What you are asked to do
Check every line of the entries for the string "target" and return the ones that contain it.

Stored data

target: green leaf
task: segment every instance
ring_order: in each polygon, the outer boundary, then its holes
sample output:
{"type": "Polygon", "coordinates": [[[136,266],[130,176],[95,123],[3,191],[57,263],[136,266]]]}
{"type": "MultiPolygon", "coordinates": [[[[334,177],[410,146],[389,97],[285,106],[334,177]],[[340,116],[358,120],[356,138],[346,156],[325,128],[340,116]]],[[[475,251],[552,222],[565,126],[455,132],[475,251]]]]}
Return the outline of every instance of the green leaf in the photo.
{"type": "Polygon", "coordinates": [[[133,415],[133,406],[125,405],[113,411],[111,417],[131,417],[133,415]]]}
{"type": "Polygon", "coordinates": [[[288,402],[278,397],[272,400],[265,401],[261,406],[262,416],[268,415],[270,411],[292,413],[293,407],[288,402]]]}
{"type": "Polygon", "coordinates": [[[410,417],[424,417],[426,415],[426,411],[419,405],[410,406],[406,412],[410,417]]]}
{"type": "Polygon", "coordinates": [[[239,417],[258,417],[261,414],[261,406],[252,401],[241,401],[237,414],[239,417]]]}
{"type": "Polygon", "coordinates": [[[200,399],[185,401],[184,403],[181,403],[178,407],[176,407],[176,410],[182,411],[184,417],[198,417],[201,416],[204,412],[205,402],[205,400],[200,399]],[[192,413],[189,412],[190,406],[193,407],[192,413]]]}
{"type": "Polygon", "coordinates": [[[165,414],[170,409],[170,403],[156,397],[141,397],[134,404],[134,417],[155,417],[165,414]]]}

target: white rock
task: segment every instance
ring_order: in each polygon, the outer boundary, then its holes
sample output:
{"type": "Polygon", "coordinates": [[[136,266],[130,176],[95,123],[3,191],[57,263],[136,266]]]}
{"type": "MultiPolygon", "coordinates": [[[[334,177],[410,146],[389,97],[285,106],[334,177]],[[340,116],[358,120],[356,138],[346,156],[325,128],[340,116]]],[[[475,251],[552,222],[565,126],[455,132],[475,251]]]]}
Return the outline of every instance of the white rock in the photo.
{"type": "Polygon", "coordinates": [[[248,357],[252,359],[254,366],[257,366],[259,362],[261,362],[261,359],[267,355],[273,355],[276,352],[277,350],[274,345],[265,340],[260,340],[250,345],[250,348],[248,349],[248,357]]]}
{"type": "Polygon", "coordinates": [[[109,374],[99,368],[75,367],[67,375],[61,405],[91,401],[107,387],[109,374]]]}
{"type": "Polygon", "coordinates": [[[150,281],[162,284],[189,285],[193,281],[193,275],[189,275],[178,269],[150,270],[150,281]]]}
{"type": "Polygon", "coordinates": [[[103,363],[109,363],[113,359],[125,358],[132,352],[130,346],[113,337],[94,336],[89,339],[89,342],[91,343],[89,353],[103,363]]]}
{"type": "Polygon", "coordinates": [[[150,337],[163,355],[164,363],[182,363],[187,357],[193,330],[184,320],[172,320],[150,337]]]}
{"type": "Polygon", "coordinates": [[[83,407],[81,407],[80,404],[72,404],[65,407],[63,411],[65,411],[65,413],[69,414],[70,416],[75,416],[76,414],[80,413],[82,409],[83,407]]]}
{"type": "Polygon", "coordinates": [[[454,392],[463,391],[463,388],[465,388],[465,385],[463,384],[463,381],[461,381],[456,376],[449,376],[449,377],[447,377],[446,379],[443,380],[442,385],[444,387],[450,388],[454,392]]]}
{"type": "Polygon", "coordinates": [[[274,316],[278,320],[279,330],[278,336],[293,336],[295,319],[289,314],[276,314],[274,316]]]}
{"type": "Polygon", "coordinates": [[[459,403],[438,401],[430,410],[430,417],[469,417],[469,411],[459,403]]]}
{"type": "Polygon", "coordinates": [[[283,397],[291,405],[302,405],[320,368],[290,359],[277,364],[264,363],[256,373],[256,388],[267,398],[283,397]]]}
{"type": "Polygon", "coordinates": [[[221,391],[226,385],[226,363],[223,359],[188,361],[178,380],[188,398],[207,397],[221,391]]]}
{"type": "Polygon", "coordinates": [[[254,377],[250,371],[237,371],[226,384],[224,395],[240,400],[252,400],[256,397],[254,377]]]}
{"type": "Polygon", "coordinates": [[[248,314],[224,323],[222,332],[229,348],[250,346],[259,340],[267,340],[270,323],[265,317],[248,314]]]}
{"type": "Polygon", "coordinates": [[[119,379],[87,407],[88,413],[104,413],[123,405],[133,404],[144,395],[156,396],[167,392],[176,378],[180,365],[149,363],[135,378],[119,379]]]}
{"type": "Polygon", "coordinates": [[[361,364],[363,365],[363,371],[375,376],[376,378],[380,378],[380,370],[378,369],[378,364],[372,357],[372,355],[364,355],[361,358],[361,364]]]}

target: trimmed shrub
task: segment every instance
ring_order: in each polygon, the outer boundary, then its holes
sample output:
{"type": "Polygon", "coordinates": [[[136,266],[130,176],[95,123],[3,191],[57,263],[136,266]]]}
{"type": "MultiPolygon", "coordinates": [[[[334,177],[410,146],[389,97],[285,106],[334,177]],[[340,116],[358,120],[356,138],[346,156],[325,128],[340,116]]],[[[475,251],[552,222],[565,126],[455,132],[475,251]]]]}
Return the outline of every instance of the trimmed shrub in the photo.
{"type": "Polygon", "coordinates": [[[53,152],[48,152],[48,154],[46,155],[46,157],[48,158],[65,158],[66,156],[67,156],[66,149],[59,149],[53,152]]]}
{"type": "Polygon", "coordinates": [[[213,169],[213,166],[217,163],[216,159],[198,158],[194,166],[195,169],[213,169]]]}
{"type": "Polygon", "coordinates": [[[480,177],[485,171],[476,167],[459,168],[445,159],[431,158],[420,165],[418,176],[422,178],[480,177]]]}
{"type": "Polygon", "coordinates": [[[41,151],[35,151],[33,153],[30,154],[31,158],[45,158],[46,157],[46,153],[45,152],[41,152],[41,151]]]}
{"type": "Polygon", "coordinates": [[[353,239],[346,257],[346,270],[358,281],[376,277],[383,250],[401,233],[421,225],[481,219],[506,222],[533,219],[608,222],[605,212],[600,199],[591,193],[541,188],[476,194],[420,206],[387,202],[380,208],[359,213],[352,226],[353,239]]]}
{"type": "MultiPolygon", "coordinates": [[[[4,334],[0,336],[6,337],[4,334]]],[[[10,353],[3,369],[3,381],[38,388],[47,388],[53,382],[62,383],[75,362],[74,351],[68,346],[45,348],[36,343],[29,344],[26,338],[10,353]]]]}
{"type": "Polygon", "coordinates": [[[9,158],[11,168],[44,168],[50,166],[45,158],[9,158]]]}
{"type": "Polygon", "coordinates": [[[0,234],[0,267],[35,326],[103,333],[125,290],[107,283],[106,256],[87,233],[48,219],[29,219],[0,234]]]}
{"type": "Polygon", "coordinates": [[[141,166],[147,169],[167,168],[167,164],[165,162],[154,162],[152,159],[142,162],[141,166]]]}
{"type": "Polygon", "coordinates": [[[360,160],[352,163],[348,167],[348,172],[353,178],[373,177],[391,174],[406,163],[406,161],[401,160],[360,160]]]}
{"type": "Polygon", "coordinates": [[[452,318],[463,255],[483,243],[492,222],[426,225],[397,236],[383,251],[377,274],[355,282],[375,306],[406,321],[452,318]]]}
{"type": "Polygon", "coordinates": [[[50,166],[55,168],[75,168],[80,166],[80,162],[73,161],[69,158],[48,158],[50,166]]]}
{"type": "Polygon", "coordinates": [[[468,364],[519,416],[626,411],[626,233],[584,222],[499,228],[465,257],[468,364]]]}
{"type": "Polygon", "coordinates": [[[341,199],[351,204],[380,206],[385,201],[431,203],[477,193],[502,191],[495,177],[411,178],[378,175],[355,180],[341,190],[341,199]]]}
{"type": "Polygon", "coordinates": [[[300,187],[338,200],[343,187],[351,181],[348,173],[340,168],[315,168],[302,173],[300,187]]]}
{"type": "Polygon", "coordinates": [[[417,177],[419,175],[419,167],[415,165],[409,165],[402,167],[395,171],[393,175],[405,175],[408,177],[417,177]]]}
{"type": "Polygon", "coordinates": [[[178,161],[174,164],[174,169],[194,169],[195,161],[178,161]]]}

Result for this exercise
target: green leaf
target: white rock
target: trimmed shrub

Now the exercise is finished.